Compiti richiesti -
1) Nel brano sulla visita di Papa Francesco a Piazza Armerina, quali sono tutti gli aggettivi con cui, secondo le parole del Papa, la Comunità ecclesiale potrebbe apparire?
2) Riprendi il brano sulla visita di Papa Francesco a Piazza Armerina e scrivi il seguito, a partire dall'ultima frase riportata.

Estratto del documento -

Sulle orme di Francesco

Il 15 settembre ricorre il primo anniversario della visita di Papa Francesco alla nostra Chiesa diocesana di Piazza Armerina. Un vero dono inaspettato che la Provvidenza ci ha concesso di vivere, confermati dal successore di Pietro e spronati nella carità e nella speranza. Ritornano alla memoria i momenti forti di preghiera e di incontro con il Signore nella Confessione, durante la notte di vigilia, in attesa del Papa o il clima di festa che contrassegnava la nostra citta di Piazza Armerina nei giorni immediatamente precedenti alla visita apostolica. Tuttavia, per evitare di vivere tale ricorrenza solo nella nostalgica commemorazione emotiva di un fatto passato e ormai archiviato, occorre ‘ri-cordare’, ossia portare al proprio cuore gli elementi profetici che Papa Francesco ci ha lasciato nel suo discorso e incarnarli nella testimonianza storica di fede. Possiamo sintetizzare nei seguenti punti le linee essenziali del messaggio apostolico:
La carità della verità: chiamare le cose con il proprio nome e agire da profeti. Il Papa proprio all’inizio del suo discorso, facendo riferimento “alle diverse problematiche che affliggono il nostro territorio”, li definisce piaghe e li declina in questi termini: “sottosviluppo sociale e culturale; sfruttamento dei lavoratori e mancanza di dignitosa occupazione per i giovani; migrazione di interi nuclei familiari; usura; alcolismo e altre dipendenze; gioco d’azzardo; sfilacciamento dei legami familiare”. Da notare la capillare specificazione che fa il Pontefice dinanzi alla quale non bastano più soltanto gli “osservatori” o gli “studi sociologici” che spiegano i motivi di tali problematiche ma chiedono l’intervento della Comunità ecclesiale che, continua il Papa nel suo discorso, “potrebbe apparire, a volte spaesata e stanca e a volte vivace e profetica” nel cercare nuovi modi per farsi prossimi ai fratelli caduti nella disaffezione, nella diffidenza nei confronti della Chiesa o nella crisi di fede. Un vero e proprio monito a svegliarsi dal sonno delle sterili affermazioni consolatorie “ma nella mia parrocchia (o nel mio paese), grazie a Dio non ho questi problemi” che spesse volte bloccano l’annuncio profetico comunitario ad alzare la voce contro le ingiustizie e le piaghe sociali presenti nel nostro territorio diocesano e leggerle, non in modo pessimistico o solo dal punto di vista analitico, ma come le “piaghe del Signore” incarnato nella storia.

Estratti di dati -
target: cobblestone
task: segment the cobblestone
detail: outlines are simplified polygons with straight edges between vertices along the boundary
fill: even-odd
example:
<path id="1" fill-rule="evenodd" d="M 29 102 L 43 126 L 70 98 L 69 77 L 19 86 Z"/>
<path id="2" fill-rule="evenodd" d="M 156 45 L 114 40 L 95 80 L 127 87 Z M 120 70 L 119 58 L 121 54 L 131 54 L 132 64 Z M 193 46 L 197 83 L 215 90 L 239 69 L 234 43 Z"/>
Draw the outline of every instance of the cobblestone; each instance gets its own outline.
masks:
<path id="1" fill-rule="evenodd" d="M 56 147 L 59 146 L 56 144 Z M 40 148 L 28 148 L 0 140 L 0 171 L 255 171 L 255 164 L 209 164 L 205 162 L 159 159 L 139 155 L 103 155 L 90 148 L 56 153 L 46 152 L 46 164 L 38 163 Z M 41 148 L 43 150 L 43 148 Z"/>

Compiti svolti -
1) spaesata, stanca, vivace, profetica

2)
Chiesa sinodale e della Parola Accettare la fatica dell’ascolto della storia, del fratello, della comunità, del Signore Gesù che parla nella sua Parola e nella storia. Il binomio non può essere spezzato, pena l’incomprensibilità dell’evento stesso. È quanto ricorda con impressionante attualità la Dei Verbum quando, descrivendo il mistero della rivelazione, insiste che questo si è espresso in “verbis gestisque intrinsece inter se connexis” (Dei Verbum, 4). Se la rivelazione di Cristo mantiene fortemente in unità le parole e i gesti, ciò non è senza significato per la vita credente. L’unità del contenuto creduto richiede di essere espressa anche nella missione della Chiesa. Anzitutto nel saper sostare ai piedi del Maestro per imparare da lui la logica dell’amore filiale. Il Papa ci ha ricordato l’importante pratica della lectio divina definita come “momento mirabile di incontro cuore a cuore con Gesù”. Successivamente, a partire dalla luce della Parola e confortati dalla presenza incessante dello Spirito creativo nella storia, scendere nella concretezza del discernimento delle scelte “utili per la felicità e per lo sviluppo armonioso”. Da notare come per il Pontefice si profili un altro binomio: lectio, ossia ascolto orante della Parola del Signore applicata alla nostra vita e scelte concrete “per lo sviluppo armonioso”.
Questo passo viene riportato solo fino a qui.